Then just before we left to have lunch with our “bubble” family I decided to get summer clothes out from an under-the-bed box. I pushed another one out thinking as I did so, I must make sure to push that back out of the way so hubby doesn’t trip over it. However I apparently have the attention span of a mayfly. Just then I noticed the window wasn’t open, went to open the window and promptly tripped over the box, slamming my left knee down on the floor as hard as I could. Painful much!

I walked downstairs to the parking garage, got in the car, and we drove the five minutes to our son’s home. By the time we got there I couldn’t get out of the car or up the steps without help. We ate lunch but I think I was going into a bit of shock. Later I realized my mouth had gone really dry which was why I couldn’t eat much. I was given a little ice pack for the knee and after the meal everyone insisted I go to the emergency department. I wouldn’t be long, I was assured, hardly anyone is going there these days with the pandemic. To the emergency department we went. Although at that point masks weren’t yet required I wore one. I sent hubby home to fetch my Kobo so I’d have something to read, and settled down to what I thought would be a short wait.

__________

• Task directions: In the knee-injury account, what did the writer send her husband home to fetch?

• Information supplied:
__________

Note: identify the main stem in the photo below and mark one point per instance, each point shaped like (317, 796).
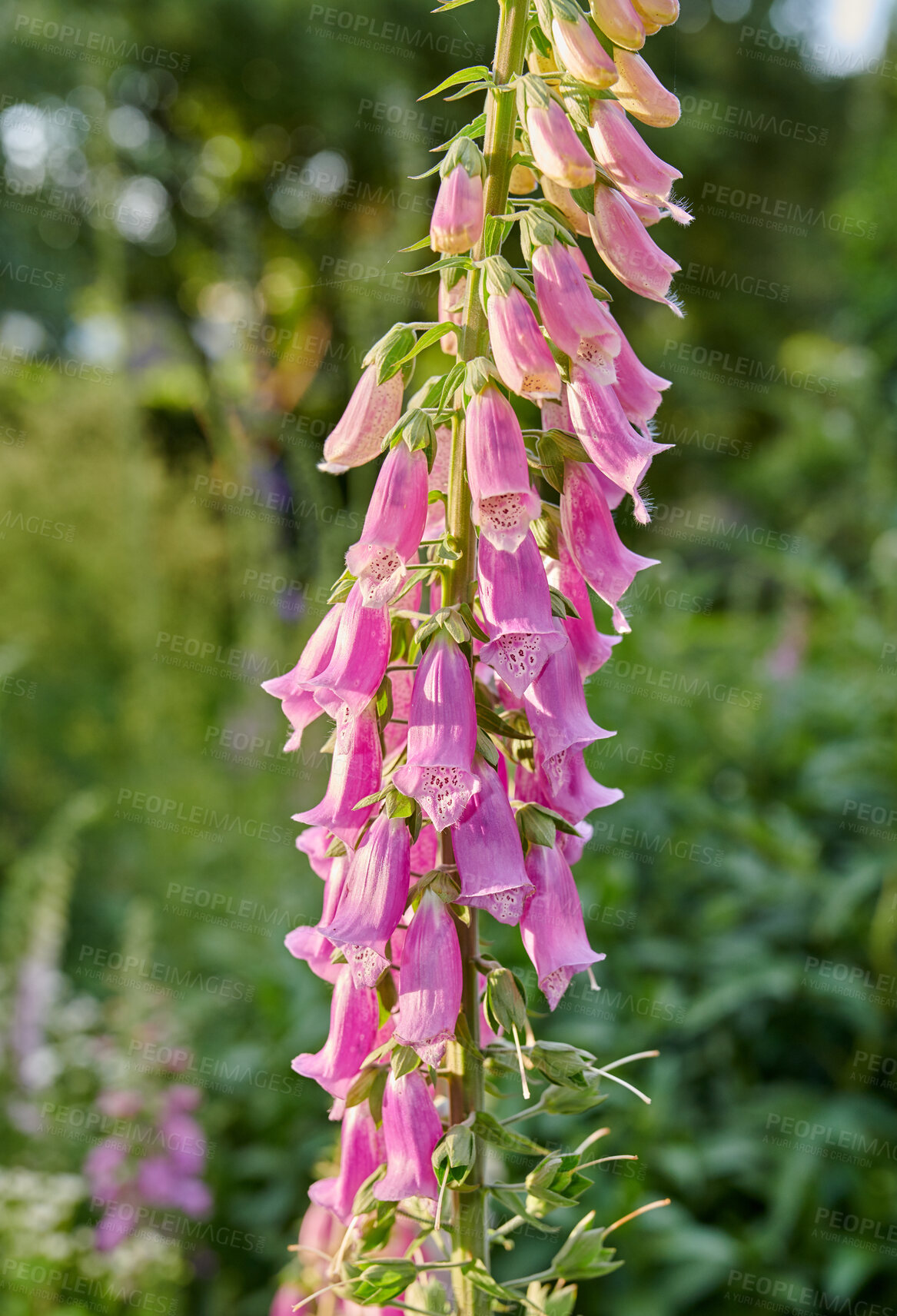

__________

• Final answer: Her Kobo, so she would have something to read.